**What is needed:** Please print exactly the line containing "the refrigerator freezer" and every line after it to the end of the records below, and nothing more.

[Stored data entries]

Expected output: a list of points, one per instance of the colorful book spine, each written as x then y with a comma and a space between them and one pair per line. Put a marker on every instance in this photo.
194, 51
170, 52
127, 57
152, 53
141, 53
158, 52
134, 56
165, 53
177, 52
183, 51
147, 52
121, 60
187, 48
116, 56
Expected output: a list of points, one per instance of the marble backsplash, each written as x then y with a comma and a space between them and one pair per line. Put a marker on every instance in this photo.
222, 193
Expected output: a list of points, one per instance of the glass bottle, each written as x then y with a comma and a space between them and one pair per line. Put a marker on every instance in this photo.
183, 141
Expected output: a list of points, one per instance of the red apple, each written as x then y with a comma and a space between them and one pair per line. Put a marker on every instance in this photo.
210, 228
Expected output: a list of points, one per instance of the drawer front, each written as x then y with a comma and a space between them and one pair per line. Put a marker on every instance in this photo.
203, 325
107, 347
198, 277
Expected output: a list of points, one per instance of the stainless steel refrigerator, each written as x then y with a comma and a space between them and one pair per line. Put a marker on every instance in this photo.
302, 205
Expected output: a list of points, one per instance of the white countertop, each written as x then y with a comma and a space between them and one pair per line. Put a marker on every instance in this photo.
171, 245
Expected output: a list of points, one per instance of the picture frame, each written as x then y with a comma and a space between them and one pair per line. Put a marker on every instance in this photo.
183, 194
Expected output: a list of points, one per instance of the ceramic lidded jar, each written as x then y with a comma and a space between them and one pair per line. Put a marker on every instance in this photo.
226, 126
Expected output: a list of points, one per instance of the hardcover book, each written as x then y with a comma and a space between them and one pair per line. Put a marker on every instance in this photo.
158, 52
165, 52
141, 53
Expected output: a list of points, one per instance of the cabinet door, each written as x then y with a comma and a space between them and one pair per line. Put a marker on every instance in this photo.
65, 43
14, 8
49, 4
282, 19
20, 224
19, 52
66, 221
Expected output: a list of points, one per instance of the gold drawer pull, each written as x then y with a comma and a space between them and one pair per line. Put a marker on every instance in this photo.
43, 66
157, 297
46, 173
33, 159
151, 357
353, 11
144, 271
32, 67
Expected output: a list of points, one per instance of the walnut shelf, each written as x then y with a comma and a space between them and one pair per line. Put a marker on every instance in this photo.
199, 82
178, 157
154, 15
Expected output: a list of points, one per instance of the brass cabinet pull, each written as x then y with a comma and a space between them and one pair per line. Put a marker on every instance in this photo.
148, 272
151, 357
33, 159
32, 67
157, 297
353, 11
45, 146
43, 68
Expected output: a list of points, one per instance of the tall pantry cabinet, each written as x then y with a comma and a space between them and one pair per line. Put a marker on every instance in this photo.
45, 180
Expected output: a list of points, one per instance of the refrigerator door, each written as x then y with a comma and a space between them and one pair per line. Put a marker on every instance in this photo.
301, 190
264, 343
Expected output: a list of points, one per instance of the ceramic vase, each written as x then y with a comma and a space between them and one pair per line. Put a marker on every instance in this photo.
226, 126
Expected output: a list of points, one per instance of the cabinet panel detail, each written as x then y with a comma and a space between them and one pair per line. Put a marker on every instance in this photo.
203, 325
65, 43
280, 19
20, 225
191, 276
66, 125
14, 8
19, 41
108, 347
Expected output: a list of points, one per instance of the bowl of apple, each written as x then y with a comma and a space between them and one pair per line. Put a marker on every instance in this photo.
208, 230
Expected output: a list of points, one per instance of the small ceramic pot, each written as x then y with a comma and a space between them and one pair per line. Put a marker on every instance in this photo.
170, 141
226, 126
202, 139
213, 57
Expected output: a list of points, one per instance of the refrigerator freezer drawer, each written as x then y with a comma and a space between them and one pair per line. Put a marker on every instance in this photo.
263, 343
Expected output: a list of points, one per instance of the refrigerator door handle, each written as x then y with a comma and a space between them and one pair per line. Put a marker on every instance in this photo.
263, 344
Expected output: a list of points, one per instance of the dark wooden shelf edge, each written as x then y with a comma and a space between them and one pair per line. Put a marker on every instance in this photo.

**The completed task:**
Expected output: a list of points, one per instance of the refrigerator freezer drawer, each written as x then y with a comma and a space between them and one pair per line. Put a marker on every instance in this photo.
263, 343
Expected output: a list of points, one per instance of the refrigerator door handle, each written as x then y with a comma and a space between them and one pair per line. Put a marker on every instance in this photo.
263, 344
Expected output: a list of points, one per instance of the dark wooden shelf edge, each written as x then y with a comma and a space between them and one pair per line. Put a marker on every instance in this photo.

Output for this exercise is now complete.